PROMPT :: Copy out every one of the entries below verbatim, leaving out the pictures.

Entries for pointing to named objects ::
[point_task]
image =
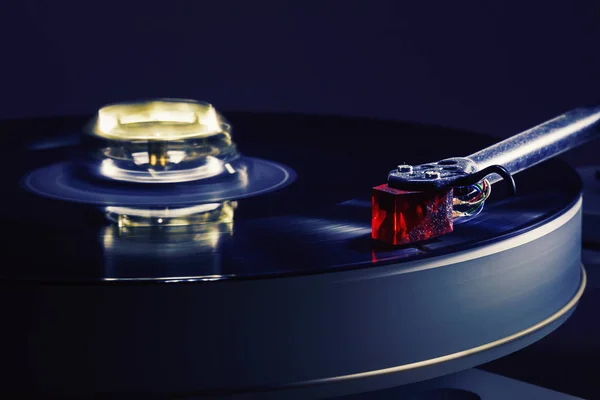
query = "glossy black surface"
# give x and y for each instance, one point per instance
(318, 224)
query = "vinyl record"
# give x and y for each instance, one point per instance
(283, 290)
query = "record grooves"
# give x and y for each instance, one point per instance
(193, 309)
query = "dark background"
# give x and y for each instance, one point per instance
(492, 67)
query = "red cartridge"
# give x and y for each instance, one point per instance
(401, 217)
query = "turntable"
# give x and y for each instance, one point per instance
(160, 249)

THE RESPONSE ::
[point_task]
image =
query = "glossy black surface"
# give x and y for each instance, one point per instance
(318, 224)
query = "vinyl record"
# give x and y for each instance, one point per instance
(283, 290)
query = "record grooves"
# give x and y for each instance, one point per instance
(193, 309)
query = "dark background"
# give x and y for each instance, one point per instance
(492, 67)
query = "red cartridge"
# give x and y for each instance, one point per instance
(401, 217)
query = "turntable"
# give x and y for each instance, one point per instance
(160, 249)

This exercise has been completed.